Below are the records; they must be reproduced verbatim.
:: Records for the exercise
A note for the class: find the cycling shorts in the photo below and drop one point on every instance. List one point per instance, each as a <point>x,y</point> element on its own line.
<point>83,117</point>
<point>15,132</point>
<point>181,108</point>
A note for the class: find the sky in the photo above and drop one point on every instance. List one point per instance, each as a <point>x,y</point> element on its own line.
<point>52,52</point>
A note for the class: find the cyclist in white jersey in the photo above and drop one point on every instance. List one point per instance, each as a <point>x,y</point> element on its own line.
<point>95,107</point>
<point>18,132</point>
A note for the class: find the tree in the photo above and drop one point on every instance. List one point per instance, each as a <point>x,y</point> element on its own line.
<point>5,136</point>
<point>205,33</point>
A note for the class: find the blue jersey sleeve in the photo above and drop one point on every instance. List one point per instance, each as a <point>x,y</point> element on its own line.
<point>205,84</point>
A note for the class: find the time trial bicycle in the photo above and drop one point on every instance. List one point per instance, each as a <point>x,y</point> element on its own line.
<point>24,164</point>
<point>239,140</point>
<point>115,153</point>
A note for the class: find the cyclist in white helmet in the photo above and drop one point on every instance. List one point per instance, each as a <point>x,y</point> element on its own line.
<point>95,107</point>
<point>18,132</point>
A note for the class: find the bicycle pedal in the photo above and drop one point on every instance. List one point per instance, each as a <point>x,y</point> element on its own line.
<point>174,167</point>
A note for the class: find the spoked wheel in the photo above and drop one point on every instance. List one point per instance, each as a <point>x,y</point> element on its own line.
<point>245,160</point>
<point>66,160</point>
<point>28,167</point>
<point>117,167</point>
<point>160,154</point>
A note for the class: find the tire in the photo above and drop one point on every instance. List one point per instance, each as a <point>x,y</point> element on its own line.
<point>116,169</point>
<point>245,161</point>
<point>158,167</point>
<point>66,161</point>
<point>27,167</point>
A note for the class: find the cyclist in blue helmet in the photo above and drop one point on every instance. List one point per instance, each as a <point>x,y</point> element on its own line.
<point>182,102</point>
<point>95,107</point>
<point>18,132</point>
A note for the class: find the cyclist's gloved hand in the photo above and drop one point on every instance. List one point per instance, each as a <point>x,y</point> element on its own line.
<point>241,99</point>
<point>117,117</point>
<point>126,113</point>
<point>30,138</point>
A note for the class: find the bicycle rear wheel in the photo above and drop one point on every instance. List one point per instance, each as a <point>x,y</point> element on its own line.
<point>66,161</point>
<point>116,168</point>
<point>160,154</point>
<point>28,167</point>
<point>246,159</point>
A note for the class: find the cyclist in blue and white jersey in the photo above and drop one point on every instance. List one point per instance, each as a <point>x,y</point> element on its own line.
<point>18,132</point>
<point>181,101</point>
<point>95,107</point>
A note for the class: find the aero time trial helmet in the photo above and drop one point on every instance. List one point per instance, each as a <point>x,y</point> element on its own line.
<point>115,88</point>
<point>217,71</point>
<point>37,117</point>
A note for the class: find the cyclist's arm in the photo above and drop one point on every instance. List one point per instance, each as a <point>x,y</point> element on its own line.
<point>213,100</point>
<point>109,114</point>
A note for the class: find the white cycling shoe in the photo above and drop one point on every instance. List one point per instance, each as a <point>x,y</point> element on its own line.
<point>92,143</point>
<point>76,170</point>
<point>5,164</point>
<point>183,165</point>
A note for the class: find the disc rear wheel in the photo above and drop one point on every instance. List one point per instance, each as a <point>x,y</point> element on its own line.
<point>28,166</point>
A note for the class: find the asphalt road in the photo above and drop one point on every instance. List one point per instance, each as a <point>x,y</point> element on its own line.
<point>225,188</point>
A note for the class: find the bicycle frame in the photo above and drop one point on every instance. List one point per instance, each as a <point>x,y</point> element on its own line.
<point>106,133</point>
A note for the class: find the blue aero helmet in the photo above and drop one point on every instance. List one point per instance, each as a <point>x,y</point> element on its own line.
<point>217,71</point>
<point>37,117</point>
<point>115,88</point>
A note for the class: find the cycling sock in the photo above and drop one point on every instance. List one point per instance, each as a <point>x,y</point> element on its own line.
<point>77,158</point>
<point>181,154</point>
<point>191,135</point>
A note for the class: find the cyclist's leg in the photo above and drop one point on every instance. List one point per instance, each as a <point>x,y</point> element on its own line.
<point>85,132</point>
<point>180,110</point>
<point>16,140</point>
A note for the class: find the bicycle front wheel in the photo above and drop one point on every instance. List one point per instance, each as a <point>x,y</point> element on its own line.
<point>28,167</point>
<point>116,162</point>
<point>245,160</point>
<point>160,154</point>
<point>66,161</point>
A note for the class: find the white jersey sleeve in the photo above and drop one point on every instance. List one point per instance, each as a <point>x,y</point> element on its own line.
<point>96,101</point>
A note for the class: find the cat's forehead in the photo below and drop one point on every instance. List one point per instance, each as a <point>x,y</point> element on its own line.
::::
Answer:
A note for the class: find the cycling shorts in the photo below and drop one point on every instance. List one point per instance, each as a <point>x,y</point> element on its own line.
<point>83,117</point>
<point>15,132</point>
<point>181,108</point>
A note for the class: find the sky in the photo above and drop one point on every instance. List one point per instance, each as a <point>x,y</point> element on its own line.
<point>52,52</point>
A note for the class: find the cyclist in white jersey in the photo above and drop one point on every instance. List one point per instance, each as a <point>x,y</point> element on its own line.
<point>95,107</point>
<point>18,132</point>
A note for the class: find the tree in the photo above and drop one point on every instance. List one point per instance, each as a <point>x,y</point> element on its own line.
<point>5,136</point>
<point>205,33</point>
A note for the class: find the blue jersey sleeve in the photo above and drop one point on every instance. List one point per instance, each as a <point>x,y</point> element on its own line.
<point>205,84</point>
A note for the class: find the time trial bicycle in the photo above and drop one point on every instance. List one point per instance, each as a <point>x,y</point> element on its own line.
<point>24,164</point>
<point>239,140</point>
<point>115,153</point>
A note for the class: find the cyclist in white helmet in the photo above and drop one point on every instance. List one point per instance, each as a <point>x,y</point> element on its own line.
<point>95,107</point>
<point>18,132</point>
A note for the class: find the bicycle pedal in the photo above and drop one point on every instance. List one point per instance, each as a <point>x,y</point> element on its own line.
<point>174,167</point>
A note for the class: find the spoked wheel in the photo above and drop one point on every instance. List one point per instance, each as a <point>x,y</point> element on its own line.
<point>245,160</point>
<point>66,160</point>
<point>28,167</point>
<point>117,167</point>
<point>160,154</point>
A note for the class: find the tire in the photo above and drop one point on every instance. List one point per instance, each as a <point>x,y</point> element on its own line.
<point>116,169</point>
<point>245,161</point>
<point>158,167</point>
<point>66,161</point>
<point>27,167</point>
A note for the class: find the cyclist in blue helmet in the photo above and drop one point on every instance. List one point per instance, each as a <point>x,y</point> element on its own line.
<point>182,102</point>
<point>95,107</point>
<point>18,132</point>
A note for the class: find the cyclist's gloved hand in the photo above and drop one point on every instance. List one point per instance, each as a <point>x,y</point> element on its own line.
<point>241,99</point>
<point>117,117</point>
<point>126,113</point>
<point>30,138</point>
A note for the class: find the bicycle rear wheel in the photo above and drop one point on every instance. List one point per instance, each as a <point>x,y</point> element on its own line.
<point>66,161</point>
<point>116,168</point>
<point>160,154</point>
<point>28,167</point>
<point>246,159</point>
A note for the class: find the cyclist in blue and white jersey in the photo above and drop one point on every instance. List one point per instance, each as a <point>x,y</point> element on its own line.
<point>18,132</point>
<point>181,101</point>
<point>95,107</point>
A note for the class: find the aero time trial helmet in the photo above and drop one point on every instance. List one point per instance, each as a <point>x,y</point> element on its own line.
<point>115,88</point>
<point>217,71</point>
<point>37,117</point>
A note for the class: find the cyclist's arm in the photo above and drop one point on every instance. List one point per instance, each as a <point>x,y</point> element on its own line.
<point>213,100</point>
<point>109,114</point>
A note for the class: find the white cycling shoe in the photo above and drop one point on every instance. List one point per instance, each as a <point>x,y</point> element on its own line.
<point>92,143</point>
<point>76,170</point>
<point>5,164</point>
<point>183,165</point>
A note for the class: find the disc rear wheel in the photo above and drop one point on every instance. List one point per instance, each as a <point>x,y</point> element on its own line.
<point>28,166</point>
A note for the class: find the asphalt road in the photo above and drop one point on every instance. List one point per instance, each as a <point>x,y</point> element on its own line.
<point>225,188</point>
A note for the class: find the bicycle frame in the photo above and drop one point on every instance. List one point per instance, each as a <point>x,y</point> element on its own line.
<point>106,133</point>
A note for the class: find the blue aero helmet in the photo above and drop one point on every instance. List one point per instance, each as a <point>x,y</point> element on its own line.
<point>217,71</point>
<point>37,117</point>
<point>115,88</point>
A note for the class: find the cycling sock in the photo above and drop one point on every instance. List one point per instance, each as a <point>x,y</point> element on its own line.
<point>77,158</point>
<point>181,154</point>
<point>191,135</point>
A note for the class: find the cyclist's leg in the photo above and drop one point on every instance. List one point per instance, each as a <point>x,y</point> element on its own line.
<point>85,132</point>
<point>180,110</point>
<point>16,140</point>
A note for the class: find the bicycle front wheel in the photo above and drop one point on every instance. List one point per instance, each as a <point>x,y</point> element on its own line.
<point>28,167</point>
<point>116,162</point>
<point>245,160</point>
<point>160,154</point>
<point>66,161</point>
A note for the class: find the white jersey sleeve in the photo above and drop one point on every instance. List one point per instance, each as a <point>x,y</point> element on its own line.
<point>96,101</point>
A note for the class: find the cat's forehead in the photo below and drop one point on every instance. List one point per instance, each as a <point>x,y</point> element on its own line.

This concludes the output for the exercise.